Tekstfragment:
____________

Home

Bijna geruisloos treden ze de laatste paar jaren toe tot Surinaamse ondernemingen, maar Filippijnse migranten zijn al vijf decennia hét importproduct op de wereldwijde arbeidsmarkt. De emigratie van miljoenen Filippino’s is echter niet zonder gevolgen. De achtergronden van een uniek exportbeleid.

Filippijnse arbeidsmigranten

Een visum voor de Verenigde Staten is al decennialang de droom van de Filippijn. Zelfs bewust gestuwd door opeenvolgende regeringen, heerst er een ware migratiecultuur op de 7107 eilanden die de archipel rijk is. De overzeese diaspora telt maar liefst elf miljoen hoofden verspreid over álle continenten, tegenover een bevolking van ruim 99 miljoen – meer dan 10 procent. Een onderzoek uit 2003 van twee Filippijnse migrantenorganisaties stelt vast dat bijna de helft van de Filippijnse kinderen opgroeit met de wens om buiten de landsgrenzen ‘het goede leven’ te zoeken.

De voedingsbodem voor deze omarming van de mondiale arbeidsmarkt is gelegd in de jaren zestig, en daarna zorgvuldig onderhouden. Na de Tweede Wereldoorlog werden de Filippijnen beschouwd als het één na rijkste land van Azië, met alleen Japan nog voor zich. In 1949 verkrijgt het land onafhankelijkheid van de Verenigde Staten. Het land is geschaad door de oorlog, maar de toekomst lijkt positief. Waar andere economieën, zoals Hongkong, Singapore, China en Taiwan, zich ontwikkelen tot Grote Tijgers, blijven de Filippijnen echter achter. De verwoeste infrastructuur, groeiende economische ongelijkheid en ernstige gezondheidsproblemen tekenen het dagelijks leven.

____________

Gestelde opgave A: Noem alle economieën die zich volgens de tekst over Filippijnse arbeidsmigranten tot Grote Tijgers ontwikkelen.
Gestelde opgave B: Herhaal woordelijk het deel van de tekst over Filippijnse arbeidsmigranten dat begint bij "Bijna geruisloos treden" en eindigt bij "leven’ te zoeken.".

(Deel van een gegevensbestand)
____________

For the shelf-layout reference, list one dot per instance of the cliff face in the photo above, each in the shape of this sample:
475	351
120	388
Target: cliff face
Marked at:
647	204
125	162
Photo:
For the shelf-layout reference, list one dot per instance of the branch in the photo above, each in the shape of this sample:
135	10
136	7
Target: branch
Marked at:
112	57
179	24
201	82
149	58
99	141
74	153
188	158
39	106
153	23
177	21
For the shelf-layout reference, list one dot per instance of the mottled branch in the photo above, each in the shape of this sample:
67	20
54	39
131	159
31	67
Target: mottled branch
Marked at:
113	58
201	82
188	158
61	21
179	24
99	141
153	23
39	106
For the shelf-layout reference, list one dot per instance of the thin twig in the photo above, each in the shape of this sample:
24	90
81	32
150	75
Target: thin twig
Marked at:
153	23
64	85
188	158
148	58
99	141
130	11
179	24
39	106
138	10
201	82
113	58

____________

Antwoord A: Hongkong, Singapore, China en Taiwan.

Antwoord B:
Bijna geruisloos treden ze de laatste paar jaren toe tot Surinaamse ondernemingen, maar Filippijnse migranten zijn al vijf decennia hét importproduct op de wereldwijde arbeidsmarkt. De emigratie van miljoenen Filippino’s is echter niet zonder gevolgen. De achtergronden van een uniek exportbeleid.

Filippijnse arbeidsmigranten

Een visum voor de Verenigde Staten is al decennialang de droom van de Filippijn. Zelfs bewust gestuwd door opeenvolgende regeringen, heerst er een ware migratiecultuur op de 7107 eilanden die de archipel rijk is. De overzeese diaspora telt maar liefst elf miljoen hoofden verspreid over álle continenten, tegenover een bevolking van ruim 99 miljoen – meer dan 10 procent. Een onderzoek uit 2003 van twee Filippijnse migrantenorganisaties stelt vast dat bijna de helft van de Filippijnse kinderen opgroeit met de wens om buiten de landsgrenzen ‘het goede leven’ te zoeken.